● What to produce
Continue the passage below about Finite Jest and stand-up comedy, picking up after its final sentence.

● Text under study
───
The work is an exploration of stand-up comedy as a form. In stand-up, when a joke fails, the comedian is said to have died on stage; stand-up, drop dead. Finite Jest develops ideas and personas from Wolf’s 2024 experimental essay for Delfi Magazin, called The Mean Well. Based on the artist’s experience of having breast cancer, the essay explores ways that a lack of social scripts for dealing with death and illness can produce failures in maintaining cohesion and material care both as a society, and in our personal relationships. It also examines how people's desire to be 'A Good Person' can come from a bad place. And, ironically, get in the way of being practically useful in states of emergency.
───
● Stored data
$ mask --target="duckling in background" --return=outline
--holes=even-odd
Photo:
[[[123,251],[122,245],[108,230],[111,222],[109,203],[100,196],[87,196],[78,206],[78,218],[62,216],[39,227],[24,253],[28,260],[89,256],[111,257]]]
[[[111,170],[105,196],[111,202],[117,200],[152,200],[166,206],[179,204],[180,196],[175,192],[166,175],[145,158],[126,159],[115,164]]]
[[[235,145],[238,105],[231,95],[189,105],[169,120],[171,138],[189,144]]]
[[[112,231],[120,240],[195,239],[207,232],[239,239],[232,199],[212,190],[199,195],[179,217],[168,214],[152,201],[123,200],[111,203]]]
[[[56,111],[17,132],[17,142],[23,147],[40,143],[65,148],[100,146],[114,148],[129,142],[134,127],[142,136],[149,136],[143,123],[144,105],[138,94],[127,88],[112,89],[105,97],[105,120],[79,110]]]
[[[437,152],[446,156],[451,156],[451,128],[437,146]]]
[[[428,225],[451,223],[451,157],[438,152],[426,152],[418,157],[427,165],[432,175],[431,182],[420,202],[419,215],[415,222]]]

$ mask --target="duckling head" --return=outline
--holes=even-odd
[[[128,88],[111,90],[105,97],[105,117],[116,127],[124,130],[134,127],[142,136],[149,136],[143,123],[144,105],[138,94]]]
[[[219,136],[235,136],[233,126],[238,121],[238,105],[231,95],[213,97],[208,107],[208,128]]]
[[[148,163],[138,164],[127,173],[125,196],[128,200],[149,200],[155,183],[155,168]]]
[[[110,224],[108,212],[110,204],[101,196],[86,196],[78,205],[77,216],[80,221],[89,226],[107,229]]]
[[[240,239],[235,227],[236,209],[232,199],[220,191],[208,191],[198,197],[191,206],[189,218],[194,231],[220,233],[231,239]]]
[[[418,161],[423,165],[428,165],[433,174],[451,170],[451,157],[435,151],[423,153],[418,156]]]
───
● Answer for the task
Credits

Concept, text, choreography, design, sound, performance
Melanie Jame Wolf

Dramaturgy
Louise Trueheart

Light Design & Outside Eye
Agne Auzelyte

A production by Melanie Jame Wolf / Savage Amusement kindly supported by Schwankhalle Bremen and with the co-production in residency from O Espaço do Tempo

© Peter Rosemann

Melanie Jame Wolf makes artworks, performances, & texts about power, persona, & the phenomenon of show business: the liminal, the persuasive, the deceptive, the staged, & the performed in the political, the theatrical, and the everyday. Her work explores vulnerabilities of the live moment and the body as an unruly political riddle.

Spaces that have presented her work include Kunstmuseum Basel, KW Institute of Contemporary Art, The National: New Australian Art Biennial, Sophiensaele, and KINDL Berlin.